» Work item
Give the data again exactly as it appears.
Records for the task START
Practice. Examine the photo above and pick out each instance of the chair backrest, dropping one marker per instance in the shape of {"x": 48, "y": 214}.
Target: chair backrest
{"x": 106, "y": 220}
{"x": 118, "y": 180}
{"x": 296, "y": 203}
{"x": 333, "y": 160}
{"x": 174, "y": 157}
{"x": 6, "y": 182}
Records for the task END
» The answer
Practice. Examine the photo above and pick out each instance of the chair backrest, dropping one marker per instance in the shape of {"x": 48, "y": 214}.
Target: chair backrest
{"x": 106, "y": 220}
{"x": 118, "y": 180}
{"x": 296, "y": 203}
{"x": 333, "y": 160}
{"x": 174, "y": 157}
{"x": 6, "y": 182}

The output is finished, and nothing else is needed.